# [Prompt 1]
Find every line of the records below that contains the string "please", and copy each of those lines.

# [Document]
----

Member of the Bundestag
- Incumbent
- Assumed office 2009

Personal details
- Born: 17 April 1977 (age 48) Saarlouis, West Germany (now Germany)
- Party: Greens
- Children: Two

= Markus Tressel =

German politician (born 1977)

Markus Tressel (born 17 April 1977) is a German politician of Alliance 90/The Greens who served as a member of the Bundestag from the state of Saarland from 2009 until 2021. From 2016 until 2021, he also was the party's co-chair in Saarland, alongside Tina Schöpfer.

== Early life and career ==
In 1996 Tressel graduated from the Max-Planck-Gymnasium in Saarlouis, where he was student representative. He dropped out of his studies of political and administrative sciences at Saarland University in 2000 in favour of a position as state manager for the regional association of the Green Party in Saarland.

== Political career ==
Tressel became a member of the Bundestag in the 2009 German federal election, representing the Saarlouis district. He is a member of the Committee on Food and Agriculture and the Committee on Tourism. For his parliamentary group he serves as spokesman for rural areas and regional policy and for tourism policy.

In February 2021, Tressel announced that he would not stand in the 2021 federal elections but instead resign from active politics by the end of the parliamentary term.

----

# [Data shown]
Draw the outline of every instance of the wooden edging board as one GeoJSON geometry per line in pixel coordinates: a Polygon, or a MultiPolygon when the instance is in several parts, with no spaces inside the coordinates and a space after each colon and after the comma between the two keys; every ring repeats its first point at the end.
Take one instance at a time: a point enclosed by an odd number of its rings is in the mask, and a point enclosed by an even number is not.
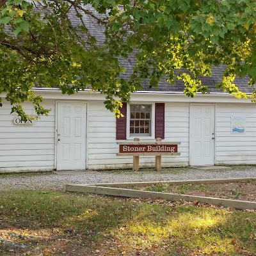
{"type": "Polygon", "coordinates": [[[74,184],[67,185],[66,191],[73,192],[84,192],[100,195],[108,195],[118,196],[143,198],[161,198],[170,201],[179,201],[183,200],[188,202],[198,200],[203,204],[211,204],[216,205],[222,205],[226,207],[230,207],[239,209],[256,209],[256,202],[242,201],[231,199],[223,199],[213,197],[197,196],[187,195],[177,195],[161,192],[147,191],[137,189],[124,189],[116,187],[127,186],[145,186],[159,183],[169,183],[173,184],[209,184],[209,183],[226,183],[237,181],[246,181],[251,179],[216,179],[216,180],[191,180],[177,181],[158,181],[152,182],[128,182],[128,183],[111,183],[98,184],[74,184]],[[115,186],[115,187],[114,187],[115,186]]]}

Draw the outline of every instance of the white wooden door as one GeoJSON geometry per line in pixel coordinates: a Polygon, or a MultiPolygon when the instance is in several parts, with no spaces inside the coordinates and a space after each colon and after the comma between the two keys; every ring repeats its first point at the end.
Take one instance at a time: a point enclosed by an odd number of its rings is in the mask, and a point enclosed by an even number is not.
{"type": "Polygon", "coordinates": [[[57,109],[57,170],[84,170],[86,104],[58,102],[57,109]]]}
{"type": "Polygon", "coordinates": [[[214,106],[191,106],[190,165],[214,164],[214,106]]]}

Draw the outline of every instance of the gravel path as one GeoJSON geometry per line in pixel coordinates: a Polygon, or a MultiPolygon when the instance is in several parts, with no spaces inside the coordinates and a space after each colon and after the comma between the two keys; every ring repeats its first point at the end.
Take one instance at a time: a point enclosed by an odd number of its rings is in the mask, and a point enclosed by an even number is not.
{"type": "MultiPolygon", "coordinates": [[[[216,167],[217,168],[217,167],[216,167]]],[[[83,174],[58,175],[52,173],[20,173],[1,175],[0,191],[13,189],[64,191],[67,184],[85,183],[167,181],[206,179],[255,178],[256,166],[236,166],[231,169],[196,170],[189,168],[124,171],[90,171],[83,174]]]]}

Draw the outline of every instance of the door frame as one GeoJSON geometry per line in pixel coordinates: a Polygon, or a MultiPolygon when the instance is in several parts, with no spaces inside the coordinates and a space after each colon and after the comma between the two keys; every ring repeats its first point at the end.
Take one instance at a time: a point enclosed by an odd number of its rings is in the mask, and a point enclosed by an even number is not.
{"type": "Polygon", "coordinates": [[[191,120],[191,113],[192,113],[192,106],[213,106],[214,107],[214,154],[213,154],[213,163],[216,164],[216,109],[217,109],[217,104],[216,103],[191,103],[189,104],[189,166],[191,166],[191,151],[192,151],[192,140],[191,140],[191,135],[192,135],[192,120],[191,120]]]}
{"type": "Polygon", "coordinates": [[[54,145],[55,145],[55,150],[54,150],[54,169],[57,170],[57,140],[58,140],[58,103],[84,103],[86,104],[86,131],[85,132],[85,168],[88,168],[88,106],[89,102],[86,100],[55,100],[55,136],[54,136],[54,145]]]}

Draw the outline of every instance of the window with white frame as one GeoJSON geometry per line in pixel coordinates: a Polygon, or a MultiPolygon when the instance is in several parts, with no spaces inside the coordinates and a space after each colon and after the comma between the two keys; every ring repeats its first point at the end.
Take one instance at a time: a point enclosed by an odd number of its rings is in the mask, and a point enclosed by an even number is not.
{"type": "Polygon", "coordinates": [[[152,134],[152,106],[130,105],[130,136],[150,136],[152,134]]]}

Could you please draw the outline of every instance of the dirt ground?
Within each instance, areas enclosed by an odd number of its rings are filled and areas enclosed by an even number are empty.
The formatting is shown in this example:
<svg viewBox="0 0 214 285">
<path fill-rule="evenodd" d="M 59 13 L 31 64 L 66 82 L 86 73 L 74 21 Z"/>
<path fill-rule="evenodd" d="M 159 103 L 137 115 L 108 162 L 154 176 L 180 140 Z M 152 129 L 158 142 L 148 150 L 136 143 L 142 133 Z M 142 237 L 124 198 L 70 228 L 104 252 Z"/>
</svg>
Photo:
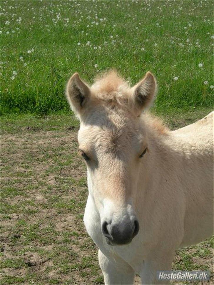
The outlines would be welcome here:
<svg viewBox="0 0 214 285">
<path fill-rule="evenodd" d="M 43 123 L 1 136 L 1 284 L 103 284 L 83 221 L 87 189 L 77 128 Z M 178 251 L 173 269 L 213 272 L 212 242 Z"/>
</svg>

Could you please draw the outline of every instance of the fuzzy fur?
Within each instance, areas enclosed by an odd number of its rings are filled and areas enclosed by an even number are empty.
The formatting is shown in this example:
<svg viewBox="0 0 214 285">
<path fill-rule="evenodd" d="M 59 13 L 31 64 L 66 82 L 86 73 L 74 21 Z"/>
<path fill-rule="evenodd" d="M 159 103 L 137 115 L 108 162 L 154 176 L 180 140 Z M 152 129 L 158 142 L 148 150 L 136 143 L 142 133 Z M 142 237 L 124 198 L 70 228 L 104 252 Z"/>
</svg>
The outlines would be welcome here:
<svg viewBox="0 0 214 285">
<path fill-rule="evenodd" d="M 67 95 L 80 120 L 80 147 L 90 158 L 84 220 L 105 284 L 132 284 L 136 273 L 142 284 L 158 284 L 157 271 L 170 270 L 176 249 L 213 233 L 213 113 L 170 131 L 142 113 L 155 95 L 150 73 L 131 88 L 112 72 L 89 89 L 83 108 L 72 90 Z M 136 100 L 142 92 L 146 101 Z M 131 243 L 108 244 L 103 221 L 128 222 L 133 215 L 140 230 Z"/>
</svg>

----

# [Prompt 2]
Answer from the text on Markus Tressel:
(a) In what year did he graduate from the Max-Planck-Gymnasium in Saarlouis?
(b) Who was his co-chair of the party in Saarland from 2016 until 2021?
(c) Which district did he represent after the 2009 federal election?

# [Complete response 1]
Could you please draw the outline of every instance of the dirt ground?
Could you please draw the outline of every instance of the fuzzy fur?

# [Complete response 2]
(a) 1996
(b) Tina Schöpfer
(c) Saarlouis